=== Begin Enclosure ===
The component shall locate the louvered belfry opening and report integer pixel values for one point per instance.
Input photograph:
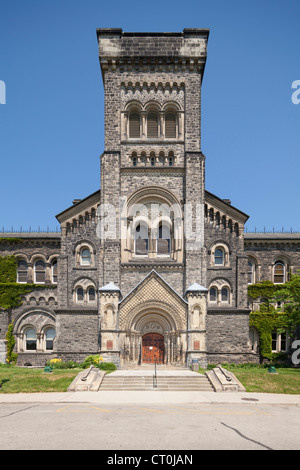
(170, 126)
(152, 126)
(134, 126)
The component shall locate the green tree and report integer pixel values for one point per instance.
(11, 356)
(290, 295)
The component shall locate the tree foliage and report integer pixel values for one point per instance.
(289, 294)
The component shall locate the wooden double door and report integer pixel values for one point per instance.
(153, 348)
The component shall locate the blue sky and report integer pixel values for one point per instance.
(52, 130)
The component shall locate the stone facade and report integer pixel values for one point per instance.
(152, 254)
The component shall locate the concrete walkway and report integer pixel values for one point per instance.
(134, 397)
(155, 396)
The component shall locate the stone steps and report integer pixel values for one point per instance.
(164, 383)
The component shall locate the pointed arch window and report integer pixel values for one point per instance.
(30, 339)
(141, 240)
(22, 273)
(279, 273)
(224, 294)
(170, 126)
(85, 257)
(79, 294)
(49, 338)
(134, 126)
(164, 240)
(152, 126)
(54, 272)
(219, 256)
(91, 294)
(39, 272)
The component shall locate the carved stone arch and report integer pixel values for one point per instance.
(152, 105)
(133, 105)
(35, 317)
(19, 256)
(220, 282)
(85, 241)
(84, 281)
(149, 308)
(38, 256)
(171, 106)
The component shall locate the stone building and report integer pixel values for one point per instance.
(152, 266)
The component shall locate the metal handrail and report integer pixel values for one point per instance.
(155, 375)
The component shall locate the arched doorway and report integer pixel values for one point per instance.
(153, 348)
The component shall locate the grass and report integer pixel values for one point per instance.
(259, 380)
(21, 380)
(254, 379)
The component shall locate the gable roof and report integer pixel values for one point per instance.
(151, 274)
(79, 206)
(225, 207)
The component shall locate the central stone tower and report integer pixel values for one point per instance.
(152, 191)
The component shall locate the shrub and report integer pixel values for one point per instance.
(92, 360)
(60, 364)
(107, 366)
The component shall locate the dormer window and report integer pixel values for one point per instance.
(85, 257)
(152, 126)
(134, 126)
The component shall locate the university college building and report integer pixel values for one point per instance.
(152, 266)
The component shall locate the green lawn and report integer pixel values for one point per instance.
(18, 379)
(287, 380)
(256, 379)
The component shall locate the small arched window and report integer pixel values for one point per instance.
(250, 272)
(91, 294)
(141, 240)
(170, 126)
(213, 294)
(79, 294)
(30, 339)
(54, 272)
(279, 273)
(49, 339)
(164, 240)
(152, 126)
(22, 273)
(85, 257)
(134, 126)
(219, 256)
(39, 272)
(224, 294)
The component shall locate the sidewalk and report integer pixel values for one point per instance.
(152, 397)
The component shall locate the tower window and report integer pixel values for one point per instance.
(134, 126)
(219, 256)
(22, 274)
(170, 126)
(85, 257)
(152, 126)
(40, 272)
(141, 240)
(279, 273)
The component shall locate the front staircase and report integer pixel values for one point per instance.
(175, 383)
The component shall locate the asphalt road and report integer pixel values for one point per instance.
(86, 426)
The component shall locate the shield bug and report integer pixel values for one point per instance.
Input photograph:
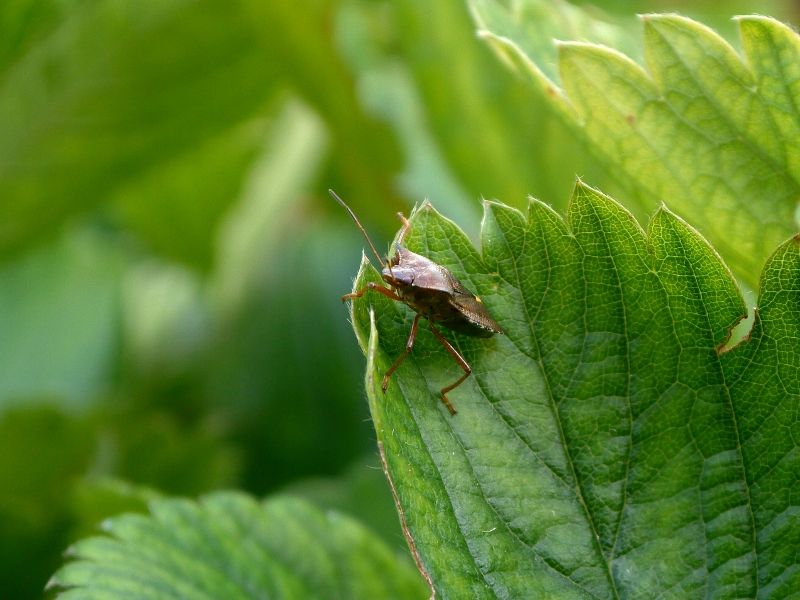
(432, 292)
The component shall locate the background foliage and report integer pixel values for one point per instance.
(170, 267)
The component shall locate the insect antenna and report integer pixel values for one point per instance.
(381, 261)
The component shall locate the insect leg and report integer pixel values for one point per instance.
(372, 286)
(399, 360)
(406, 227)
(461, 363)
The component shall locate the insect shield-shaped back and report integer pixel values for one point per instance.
=== End Enclosure ===
=== Begin Enclosure ===
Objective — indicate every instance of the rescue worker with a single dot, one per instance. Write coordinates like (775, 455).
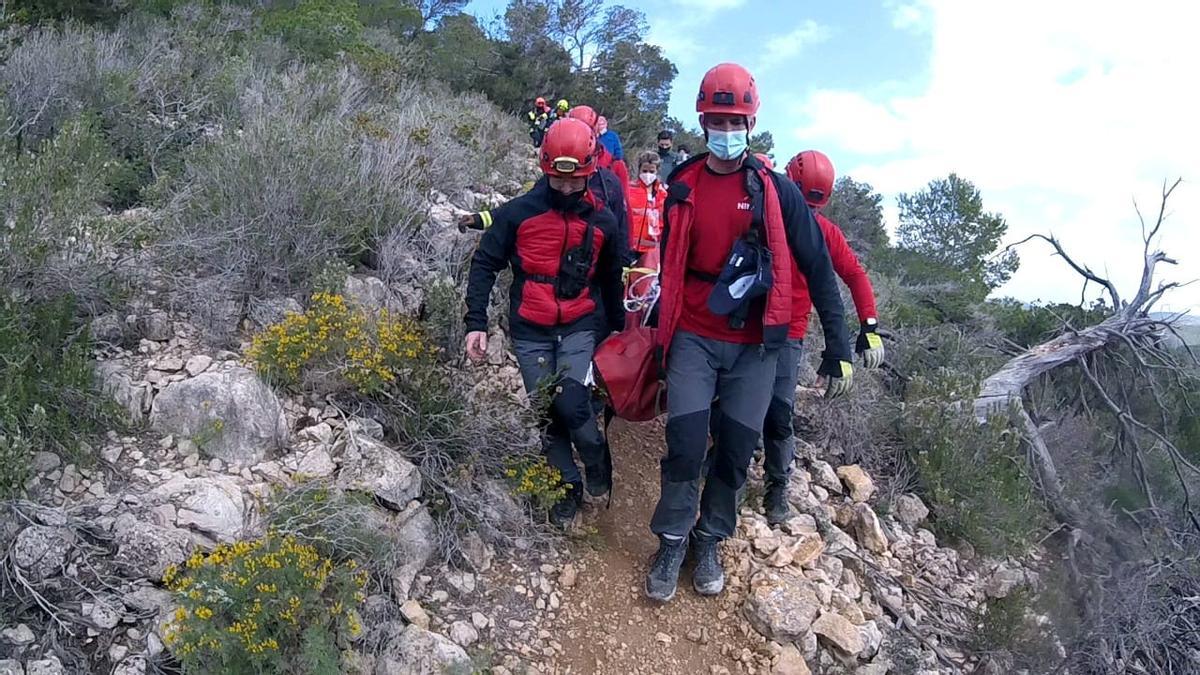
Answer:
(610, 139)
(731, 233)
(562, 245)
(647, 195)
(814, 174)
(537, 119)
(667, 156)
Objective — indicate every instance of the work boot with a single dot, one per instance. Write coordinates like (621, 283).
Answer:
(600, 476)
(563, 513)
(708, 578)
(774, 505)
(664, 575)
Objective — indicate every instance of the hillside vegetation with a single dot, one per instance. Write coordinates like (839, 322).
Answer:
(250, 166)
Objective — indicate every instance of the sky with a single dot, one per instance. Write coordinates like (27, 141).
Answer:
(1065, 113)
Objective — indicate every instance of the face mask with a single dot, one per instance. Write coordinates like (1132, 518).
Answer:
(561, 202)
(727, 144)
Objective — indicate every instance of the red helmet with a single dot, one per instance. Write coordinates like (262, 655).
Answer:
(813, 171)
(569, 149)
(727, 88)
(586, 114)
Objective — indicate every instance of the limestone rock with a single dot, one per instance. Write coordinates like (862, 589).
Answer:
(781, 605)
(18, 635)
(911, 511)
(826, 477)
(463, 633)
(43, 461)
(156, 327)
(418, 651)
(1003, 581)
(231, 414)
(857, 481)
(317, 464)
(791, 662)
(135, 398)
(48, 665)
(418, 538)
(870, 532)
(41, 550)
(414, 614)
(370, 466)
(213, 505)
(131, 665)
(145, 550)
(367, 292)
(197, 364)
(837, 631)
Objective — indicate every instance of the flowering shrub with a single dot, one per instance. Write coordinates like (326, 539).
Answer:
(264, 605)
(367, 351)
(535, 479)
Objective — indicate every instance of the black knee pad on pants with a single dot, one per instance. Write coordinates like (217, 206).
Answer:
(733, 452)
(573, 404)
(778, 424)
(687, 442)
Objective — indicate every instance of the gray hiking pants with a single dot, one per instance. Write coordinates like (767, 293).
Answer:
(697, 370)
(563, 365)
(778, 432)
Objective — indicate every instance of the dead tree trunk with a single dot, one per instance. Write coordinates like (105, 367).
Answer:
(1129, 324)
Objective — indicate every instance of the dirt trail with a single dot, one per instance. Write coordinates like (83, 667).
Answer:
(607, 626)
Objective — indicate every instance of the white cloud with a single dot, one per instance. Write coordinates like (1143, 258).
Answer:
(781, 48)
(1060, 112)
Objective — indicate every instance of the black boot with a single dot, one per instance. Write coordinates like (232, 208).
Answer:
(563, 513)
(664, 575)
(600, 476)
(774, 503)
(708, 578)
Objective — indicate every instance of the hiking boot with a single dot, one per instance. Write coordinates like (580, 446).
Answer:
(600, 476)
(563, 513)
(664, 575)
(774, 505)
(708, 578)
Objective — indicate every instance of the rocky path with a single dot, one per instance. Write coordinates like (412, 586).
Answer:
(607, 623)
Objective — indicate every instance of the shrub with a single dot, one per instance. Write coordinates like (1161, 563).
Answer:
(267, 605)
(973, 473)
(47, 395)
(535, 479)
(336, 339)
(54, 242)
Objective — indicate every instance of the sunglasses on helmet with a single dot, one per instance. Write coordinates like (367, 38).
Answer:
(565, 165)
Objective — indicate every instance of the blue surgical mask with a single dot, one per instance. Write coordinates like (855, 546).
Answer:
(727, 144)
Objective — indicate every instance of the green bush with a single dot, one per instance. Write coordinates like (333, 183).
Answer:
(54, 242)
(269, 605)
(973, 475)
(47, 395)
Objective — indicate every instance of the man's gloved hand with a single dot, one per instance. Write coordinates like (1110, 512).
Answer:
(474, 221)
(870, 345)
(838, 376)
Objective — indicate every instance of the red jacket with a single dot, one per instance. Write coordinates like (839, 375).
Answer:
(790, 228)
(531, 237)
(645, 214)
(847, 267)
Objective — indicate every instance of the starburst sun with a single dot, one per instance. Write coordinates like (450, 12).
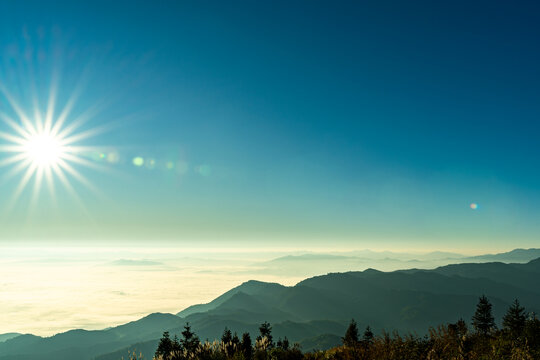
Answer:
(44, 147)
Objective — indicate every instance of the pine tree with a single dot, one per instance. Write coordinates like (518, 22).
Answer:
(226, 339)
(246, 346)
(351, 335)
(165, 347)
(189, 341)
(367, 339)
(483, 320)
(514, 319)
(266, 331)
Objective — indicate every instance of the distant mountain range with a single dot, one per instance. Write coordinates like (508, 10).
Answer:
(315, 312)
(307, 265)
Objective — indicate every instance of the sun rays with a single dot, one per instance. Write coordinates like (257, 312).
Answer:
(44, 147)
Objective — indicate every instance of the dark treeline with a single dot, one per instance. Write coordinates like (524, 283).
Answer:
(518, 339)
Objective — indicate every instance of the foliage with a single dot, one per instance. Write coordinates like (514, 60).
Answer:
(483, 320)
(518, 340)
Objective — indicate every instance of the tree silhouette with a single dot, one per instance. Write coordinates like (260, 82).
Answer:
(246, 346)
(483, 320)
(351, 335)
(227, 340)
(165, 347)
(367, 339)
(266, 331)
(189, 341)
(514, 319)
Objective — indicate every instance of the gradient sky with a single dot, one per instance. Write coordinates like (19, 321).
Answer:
=== End Enclosure ===
*TASK DETAILS*: Would you output only the span of the records above that opens with the line containing "Objective — indicate every instance of the rescue" and closes with the line containing "Objective — indicate every instance of the work", ends included and pictures dropped?

*RESPONSE*:
Objective — indicate every instance of the rescue worker with a single dot, one per instance. Write coordinates like (775, 455).
Answer:
(610, 139)
(731, 233)
(562, 245)
(647, 195)
(814, 174)
(537, 119)
(667, 156)
Objective — indicate every instance of the work boot with a single dot, one per instance. Write coordinates like (621, 283).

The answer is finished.